Explore the material:
A: Duplicate the part of the Claude Shannon biography that opens with the words containing "Shannon is famous" and closes with "and secure telecommunications.".
B: In one to three sentences, explain why the Claude Shannon biography says he is credited with founding digital computer and digital circuit design theory.
C: Write the next part of the Claude Shannon biography, picking up after its final sentence.

[Supplied passage Boundary: Start]

Shannon is famous for having founded Information Theory with one landmark paper that he published in 1948. However, he is also credited with founding both digital computer and digital circuit design theory in 1937, when, as a 21-year-old master's degree student at the Massachusetts Institute of Technology (MIT), he wrote his thesis demonstrating that electrical applications of boolean algebra could construct and resolve any logical, numerical relationship. It has been claimed that this was the most important master's thesis of all time.
Shannon contributed to the field of cryptanalysis for national defence during World War II, including his basic work on codebreaking and secure telecommunications.
Shannon was born in Petoskey, Michigan. His father, Claude, Sr. (1862 – 1934), a descendant of early settlers of New Jersey, was a self-made businessman, and for a while, a Judge of Probate. Shannon's mother, Mabel Wolf Shannon (1890 – 1945), the daughter of German immigrants, was a language teacher, and for a number of years she was the principal of Gaylord High School. Most of the first 16 years of Shannon's life were spent in Gaylord, Michigan, where he attended public school, graduating from Gaylord High School in 1932. Shannon showed an inclination towards mechanical and electrical things. His best subjects were science and mathematics, and at home he constructed such devices as models of planes, a radio-controlled model boat and a wireless telegraph system to a friend's house a half-mile away. While growing up, he also worked as a messenger for the Western Union company.

[Supplied passage Boundary: End]
[Raw data Boundary: Start]

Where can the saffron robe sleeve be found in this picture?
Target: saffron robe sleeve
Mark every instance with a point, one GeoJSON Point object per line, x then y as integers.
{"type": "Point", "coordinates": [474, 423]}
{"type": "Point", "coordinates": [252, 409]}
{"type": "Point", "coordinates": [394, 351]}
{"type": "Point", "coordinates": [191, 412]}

[Raw data Boundary: End]

Results:
A:
Shannon is famous for having founded Information Theory with one landmark paper that he published in 1948. However, he is also credited with founding both digital computer and digital circuit design theory in 1937, when, as a 21-year-old master's degree student at the Massachusetts Institute of Technology (MIT), he wrote his thesis demonstrating that electrical applications of boolean algebra could construct and resolve any logical, numerical relationship. It has been claimed that this was the most important master's thesis of all time.
Shannon contributed to the field of cryptanalysis for national defence during World War II, including his basic work on codebreaking and secure telecommunications.

B: In 1937, as a 21-year-old master's student at MIT, Shannon wrote a thesis showing that electrical applications of boolean algebra could construct and resolve any logical, numerical relationship. That work is the basis for crediting him with founding both fields.

C:
His childhood hero was Thomas Edison, whom he later learned was a distant cousin. Both were descendants of John Ogden, a colonial leader and an ancestor of many distinguished people.
In 1932, Shannon entered the University of Michigan, where he took a course that introduced him to the work of George Boole. He graduated in 1936 with two bachelor's degrees, one in electrical engineering and one in mathematics. He soon began his graduate studies in electrical engineering at the Massachusetts Institute of Technology (MIT), where he worked on Vannevar Bush's differential analyzer, an early analog computer.
While studying the complicated ad hoc circuits of the differential analyzer, Shannon saw that Boole's concepts could be used to great utility. A paper drawn from his 1937 master's degree thesis, A Symbolic Analysis of Relay and Switching Circuits, was published in the 1938 issue of the Transactions of the American Institute of Electrical Engineers. It also earned Shannon the Alfred Noble American Institute of American Engineers Award in 1940. Howard Gardner of Harvard University, called Shannon's thesis "possibly the most important, and also the most famous, master's thesis of the century."
In this work, Shannon proved that boolean algebra and binary arithmetic could be used to simplify the arrangement of the electromechanical relays that were used then in telephone call routing switches. He next expanded this concept, and he also proved that it would be possible to use arrangements of relays to solve problems in Boolean algebra.
Using this property of electrical switches to do logic is the basic concept that underlies all electronic digital computers. Shannon's work became the foundation of practical digital circuit design when it became widely known in the electrical engineering community during and after World War II. The theoretical rigor of Shannon's work completely replaced the ad hoc methods that had previously prevailed.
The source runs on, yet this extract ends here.